• DESCRIPTION OF THE TASK
Decide whether each statement below agrees with the text on AWS IoT Device Management, answering yes or no and quoting the words of the text that decide it. 1. Dynamic thing groups drop devices that stop meeting the specified criteria. 2. New devices can be registered only through the API. 3. A query can count the sensors that run a specific firmware version.

Easily Register Connected Devices in Bulk
AWS IoT Device Management helps you register new devices by using the IoT management console or API to upload templates that you populate with information like device manufacturer and serial number, X.509 identity certificates, or security policies. Then, you can configure the entire fleet of devices with this information with a few clicks in the management console.

Organize Connected Devices into Groups
With AWS IoT Device Management, you can group your device fleet into a hierarchical structure based on function, security requirements, or any other category. You can group one device in a room, group devices together that operate on the same floor, or group all the devices that operate within a building. Then, you can use these groups to manage access policies, view operational metrics, or perform actions on your devices across the entire group. You can also automate organization of your devices with dynamic thing groups. Your dynamic thing groups will automatically add devices that meet your specified criteria and remove the devices that no longer match the criteria.

Fleet Indexing and Search
AWS IoT Device Management makes it easy to query a group of devices and aggregate statistics on device records based on any combination of device attribute, state and connectivity indexing so that you can better organize and understand your fleet. For example, you can search for a group of connected temperature sensors in a manufacturing facility, count the number of sensors with a specific firmware version, and find the average temperature reading for those sensors.

(Dataset rows on where objects appear)
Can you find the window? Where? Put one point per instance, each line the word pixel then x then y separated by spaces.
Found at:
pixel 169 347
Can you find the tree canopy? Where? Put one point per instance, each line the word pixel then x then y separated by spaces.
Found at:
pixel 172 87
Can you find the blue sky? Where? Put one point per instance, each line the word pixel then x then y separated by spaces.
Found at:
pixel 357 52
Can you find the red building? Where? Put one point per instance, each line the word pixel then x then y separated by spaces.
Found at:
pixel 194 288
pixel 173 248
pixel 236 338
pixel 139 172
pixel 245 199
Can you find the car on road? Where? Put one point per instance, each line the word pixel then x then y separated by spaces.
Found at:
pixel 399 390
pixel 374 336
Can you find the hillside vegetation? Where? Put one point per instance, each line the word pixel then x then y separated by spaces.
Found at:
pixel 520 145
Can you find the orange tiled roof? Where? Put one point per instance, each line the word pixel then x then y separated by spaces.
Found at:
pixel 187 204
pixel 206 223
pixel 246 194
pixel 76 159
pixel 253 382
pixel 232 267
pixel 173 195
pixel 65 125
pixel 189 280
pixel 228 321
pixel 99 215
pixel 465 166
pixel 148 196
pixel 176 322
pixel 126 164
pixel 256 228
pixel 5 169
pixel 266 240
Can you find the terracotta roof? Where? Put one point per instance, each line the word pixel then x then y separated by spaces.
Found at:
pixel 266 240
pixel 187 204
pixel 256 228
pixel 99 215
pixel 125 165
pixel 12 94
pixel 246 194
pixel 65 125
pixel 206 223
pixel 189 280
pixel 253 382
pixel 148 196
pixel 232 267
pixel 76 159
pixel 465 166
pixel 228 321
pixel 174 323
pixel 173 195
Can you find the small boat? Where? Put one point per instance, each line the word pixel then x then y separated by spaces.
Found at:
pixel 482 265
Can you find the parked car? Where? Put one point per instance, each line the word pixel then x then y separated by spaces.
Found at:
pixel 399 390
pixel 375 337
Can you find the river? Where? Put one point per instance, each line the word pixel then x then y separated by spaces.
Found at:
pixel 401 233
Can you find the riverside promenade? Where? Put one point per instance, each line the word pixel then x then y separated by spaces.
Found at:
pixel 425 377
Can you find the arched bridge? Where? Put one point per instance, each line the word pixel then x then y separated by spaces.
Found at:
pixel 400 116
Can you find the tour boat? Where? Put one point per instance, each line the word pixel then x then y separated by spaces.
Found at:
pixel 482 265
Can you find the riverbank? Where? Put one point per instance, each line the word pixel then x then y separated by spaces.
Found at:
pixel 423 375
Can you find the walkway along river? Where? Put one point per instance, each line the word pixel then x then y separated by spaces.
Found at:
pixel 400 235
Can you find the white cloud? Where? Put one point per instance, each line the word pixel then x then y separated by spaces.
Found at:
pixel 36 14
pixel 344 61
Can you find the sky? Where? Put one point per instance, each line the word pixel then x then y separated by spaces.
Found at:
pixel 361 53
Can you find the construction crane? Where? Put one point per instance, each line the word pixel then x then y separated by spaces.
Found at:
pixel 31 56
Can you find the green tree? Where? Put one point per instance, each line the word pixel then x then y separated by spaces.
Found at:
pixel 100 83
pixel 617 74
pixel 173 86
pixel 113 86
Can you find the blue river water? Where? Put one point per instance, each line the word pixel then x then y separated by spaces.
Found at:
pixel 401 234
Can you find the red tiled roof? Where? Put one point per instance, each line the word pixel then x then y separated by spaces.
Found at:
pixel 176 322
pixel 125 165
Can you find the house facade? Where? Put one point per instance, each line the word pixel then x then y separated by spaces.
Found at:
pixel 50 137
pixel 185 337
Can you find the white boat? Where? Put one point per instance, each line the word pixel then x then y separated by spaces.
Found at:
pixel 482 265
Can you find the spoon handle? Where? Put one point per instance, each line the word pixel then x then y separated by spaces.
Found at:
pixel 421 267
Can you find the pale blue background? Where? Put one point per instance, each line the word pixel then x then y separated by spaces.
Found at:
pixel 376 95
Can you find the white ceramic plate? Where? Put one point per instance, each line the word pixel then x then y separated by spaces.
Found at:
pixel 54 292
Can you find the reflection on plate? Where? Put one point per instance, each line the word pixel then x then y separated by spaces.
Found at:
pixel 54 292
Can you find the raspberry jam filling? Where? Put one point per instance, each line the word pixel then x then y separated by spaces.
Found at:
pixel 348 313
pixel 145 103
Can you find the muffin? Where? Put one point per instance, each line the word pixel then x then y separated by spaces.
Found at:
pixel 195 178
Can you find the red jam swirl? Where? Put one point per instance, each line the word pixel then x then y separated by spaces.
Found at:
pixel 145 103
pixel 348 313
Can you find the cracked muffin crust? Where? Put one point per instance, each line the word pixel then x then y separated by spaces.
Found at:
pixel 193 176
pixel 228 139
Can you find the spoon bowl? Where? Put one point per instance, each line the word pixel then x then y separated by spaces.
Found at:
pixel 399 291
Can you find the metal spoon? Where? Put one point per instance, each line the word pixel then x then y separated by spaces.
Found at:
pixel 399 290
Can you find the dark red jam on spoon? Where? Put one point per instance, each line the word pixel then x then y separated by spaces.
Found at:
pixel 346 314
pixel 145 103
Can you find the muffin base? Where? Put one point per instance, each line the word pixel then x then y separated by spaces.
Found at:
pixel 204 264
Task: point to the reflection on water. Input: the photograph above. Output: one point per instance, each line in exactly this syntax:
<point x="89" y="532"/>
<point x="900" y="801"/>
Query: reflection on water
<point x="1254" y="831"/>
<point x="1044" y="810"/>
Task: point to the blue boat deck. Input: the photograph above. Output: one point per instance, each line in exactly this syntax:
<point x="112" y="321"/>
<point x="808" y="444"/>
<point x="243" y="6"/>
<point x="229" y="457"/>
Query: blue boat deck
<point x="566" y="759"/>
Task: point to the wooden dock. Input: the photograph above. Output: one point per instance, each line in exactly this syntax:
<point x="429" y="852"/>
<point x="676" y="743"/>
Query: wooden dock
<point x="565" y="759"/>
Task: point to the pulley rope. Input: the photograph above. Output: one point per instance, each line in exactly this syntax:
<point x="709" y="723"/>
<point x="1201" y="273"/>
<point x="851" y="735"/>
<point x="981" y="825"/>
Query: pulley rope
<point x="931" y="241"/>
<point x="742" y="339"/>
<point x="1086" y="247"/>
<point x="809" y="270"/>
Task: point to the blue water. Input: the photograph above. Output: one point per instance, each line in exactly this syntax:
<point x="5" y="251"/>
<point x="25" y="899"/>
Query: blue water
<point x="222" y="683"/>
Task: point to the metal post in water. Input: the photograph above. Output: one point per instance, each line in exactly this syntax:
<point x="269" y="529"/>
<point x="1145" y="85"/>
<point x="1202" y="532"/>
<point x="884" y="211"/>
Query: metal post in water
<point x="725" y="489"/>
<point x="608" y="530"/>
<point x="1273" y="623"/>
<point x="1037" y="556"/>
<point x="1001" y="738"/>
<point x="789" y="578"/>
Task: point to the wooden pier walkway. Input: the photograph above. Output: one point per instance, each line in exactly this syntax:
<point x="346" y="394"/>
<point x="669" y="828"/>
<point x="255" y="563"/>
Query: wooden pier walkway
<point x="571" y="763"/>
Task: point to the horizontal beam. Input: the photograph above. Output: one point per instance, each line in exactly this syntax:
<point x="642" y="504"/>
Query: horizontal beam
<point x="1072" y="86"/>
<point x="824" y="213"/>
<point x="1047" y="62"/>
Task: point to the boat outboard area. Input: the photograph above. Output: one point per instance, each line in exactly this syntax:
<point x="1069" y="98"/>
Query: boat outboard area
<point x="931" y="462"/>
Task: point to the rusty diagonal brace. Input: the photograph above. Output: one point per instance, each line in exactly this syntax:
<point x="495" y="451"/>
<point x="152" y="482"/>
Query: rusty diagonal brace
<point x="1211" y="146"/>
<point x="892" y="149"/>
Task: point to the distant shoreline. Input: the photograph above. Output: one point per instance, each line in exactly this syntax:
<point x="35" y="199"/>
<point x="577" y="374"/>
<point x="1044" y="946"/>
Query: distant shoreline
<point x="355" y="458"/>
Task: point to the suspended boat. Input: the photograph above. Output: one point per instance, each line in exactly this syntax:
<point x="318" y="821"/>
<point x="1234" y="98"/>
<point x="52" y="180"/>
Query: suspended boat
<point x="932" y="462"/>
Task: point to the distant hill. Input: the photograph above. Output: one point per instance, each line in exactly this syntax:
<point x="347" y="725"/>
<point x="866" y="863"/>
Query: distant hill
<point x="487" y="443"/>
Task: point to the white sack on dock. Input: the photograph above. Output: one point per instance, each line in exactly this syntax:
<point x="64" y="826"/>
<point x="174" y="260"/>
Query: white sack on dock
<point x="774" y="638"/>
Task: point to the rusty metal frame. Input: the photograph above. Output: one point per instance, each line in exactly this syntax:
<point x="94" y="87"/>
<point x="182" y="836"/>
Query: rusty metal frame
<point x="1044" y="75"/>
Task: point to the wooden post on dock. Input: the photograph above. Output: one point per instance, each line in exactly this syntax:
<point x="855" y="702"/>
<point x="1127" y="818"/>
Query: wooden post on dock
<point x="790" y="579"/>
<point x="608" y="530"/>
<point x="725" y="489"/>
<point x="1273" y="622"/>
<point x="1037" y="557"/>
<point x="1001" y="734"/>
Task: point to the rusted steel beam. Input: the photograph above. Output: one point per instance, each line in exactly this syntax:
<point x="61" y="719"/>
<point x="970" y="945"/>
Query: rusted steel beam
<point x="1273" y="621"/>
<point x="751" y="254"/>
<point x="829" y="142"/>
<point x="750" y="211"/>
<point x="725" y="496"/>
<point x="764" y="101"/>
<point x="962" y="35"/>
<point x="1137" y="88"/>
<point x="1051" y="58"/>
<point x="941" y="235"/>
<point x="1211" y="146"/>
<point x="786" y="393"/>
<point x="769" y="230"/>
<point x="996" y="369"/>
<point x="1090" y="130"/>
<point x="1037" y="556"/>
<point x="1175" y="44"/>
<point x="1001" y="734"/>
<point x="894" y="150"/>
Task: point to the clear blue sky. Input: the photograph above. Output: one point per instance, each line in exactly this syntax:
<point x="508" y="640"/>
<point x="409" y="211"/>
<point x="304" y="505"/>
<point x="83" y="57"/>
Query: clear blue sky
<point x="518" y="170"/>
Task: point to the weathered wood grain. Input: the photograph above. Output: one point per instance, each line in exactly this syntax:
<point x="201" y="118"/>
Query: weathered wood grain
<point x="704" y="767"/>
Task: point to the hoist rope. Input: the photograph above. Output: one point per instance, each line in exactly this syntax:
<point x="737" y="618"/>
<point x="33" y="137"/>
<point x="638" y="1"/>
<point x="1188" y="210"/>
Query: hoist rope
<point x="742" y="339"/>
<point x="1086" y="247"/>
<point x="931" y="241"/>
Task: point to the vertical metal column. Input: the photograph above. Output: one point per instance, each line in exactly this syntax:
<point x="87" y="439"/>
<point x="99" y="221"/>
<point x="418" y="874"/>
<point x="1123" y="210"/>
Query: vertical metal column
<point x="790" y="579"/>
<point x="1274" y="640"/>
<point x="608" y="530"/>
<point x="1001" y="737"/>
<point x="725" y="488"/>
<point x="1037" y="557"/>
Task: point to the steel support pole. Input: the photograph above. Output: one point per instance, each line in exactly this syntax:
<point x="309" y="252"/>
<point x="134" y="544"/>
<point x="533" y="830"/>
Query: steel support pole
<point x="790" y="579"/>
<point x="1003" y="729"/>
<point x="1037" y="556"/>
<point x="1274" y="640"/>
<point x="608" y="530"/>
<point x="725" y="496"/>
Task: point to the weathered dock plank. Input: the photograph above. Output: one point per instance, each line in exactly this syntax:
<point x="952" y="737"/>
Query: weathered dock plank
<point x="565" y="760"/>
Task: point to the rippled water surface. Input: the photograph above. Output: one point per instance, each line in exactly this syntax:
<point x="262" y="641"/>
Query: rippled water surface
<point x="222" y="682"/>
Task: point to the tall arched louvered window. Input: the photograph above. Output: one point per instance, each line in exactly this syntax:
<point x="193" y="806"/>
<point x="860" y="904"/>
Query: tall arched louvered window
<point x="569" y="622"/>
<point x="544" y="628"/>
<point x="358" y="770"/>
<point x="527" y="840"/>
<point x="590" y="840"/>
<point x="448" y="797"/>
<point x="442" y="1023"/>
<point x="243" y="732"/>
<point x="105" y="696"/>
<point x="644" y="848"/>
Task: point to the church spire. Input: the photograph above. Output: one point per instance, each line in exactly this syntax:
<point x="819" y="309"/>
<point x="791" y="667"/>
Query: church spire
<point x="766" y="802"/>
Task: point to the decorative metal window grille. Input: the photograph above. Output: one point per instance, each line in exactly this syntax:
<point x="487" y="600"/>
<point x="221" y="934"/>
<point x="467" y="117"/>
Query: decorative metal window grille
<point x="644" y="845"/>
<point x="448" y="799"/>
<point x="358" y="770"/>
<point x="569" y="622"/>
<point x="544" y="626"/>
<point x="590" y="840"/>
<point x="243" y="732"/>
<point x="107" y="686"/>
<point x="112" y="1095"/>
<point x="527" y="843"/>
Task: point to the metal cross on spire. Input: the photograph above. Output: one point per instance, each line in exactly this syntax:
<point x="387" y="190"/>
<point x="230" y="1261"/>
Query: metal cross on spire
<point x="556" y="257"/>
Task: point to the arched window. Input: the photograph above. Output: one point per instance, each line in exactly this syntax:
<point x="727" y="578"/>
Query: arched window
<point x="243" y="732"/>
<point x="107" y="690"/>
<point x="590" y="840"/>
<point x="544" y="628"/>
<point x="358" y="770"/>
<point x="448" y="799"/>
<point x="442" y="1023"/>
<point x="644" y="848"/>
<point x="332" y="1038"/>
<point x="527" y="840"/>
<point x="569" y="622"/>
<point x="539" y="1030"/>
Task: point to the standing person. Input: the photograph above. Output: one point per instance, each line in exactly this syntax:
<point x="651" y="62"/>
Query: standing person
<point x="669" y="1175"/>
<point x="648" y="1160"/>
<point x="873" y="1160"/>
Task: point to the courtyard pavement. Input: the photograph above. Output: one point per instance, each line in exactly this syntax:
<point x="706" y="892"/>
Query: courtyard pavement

• WRITTEN ANSWER
1. Yes: "remove the devices that no longer match the criteria."
2. No: "by using the IoT management console or API"
3. Yes: "count the number of sensors with a specific firmware version"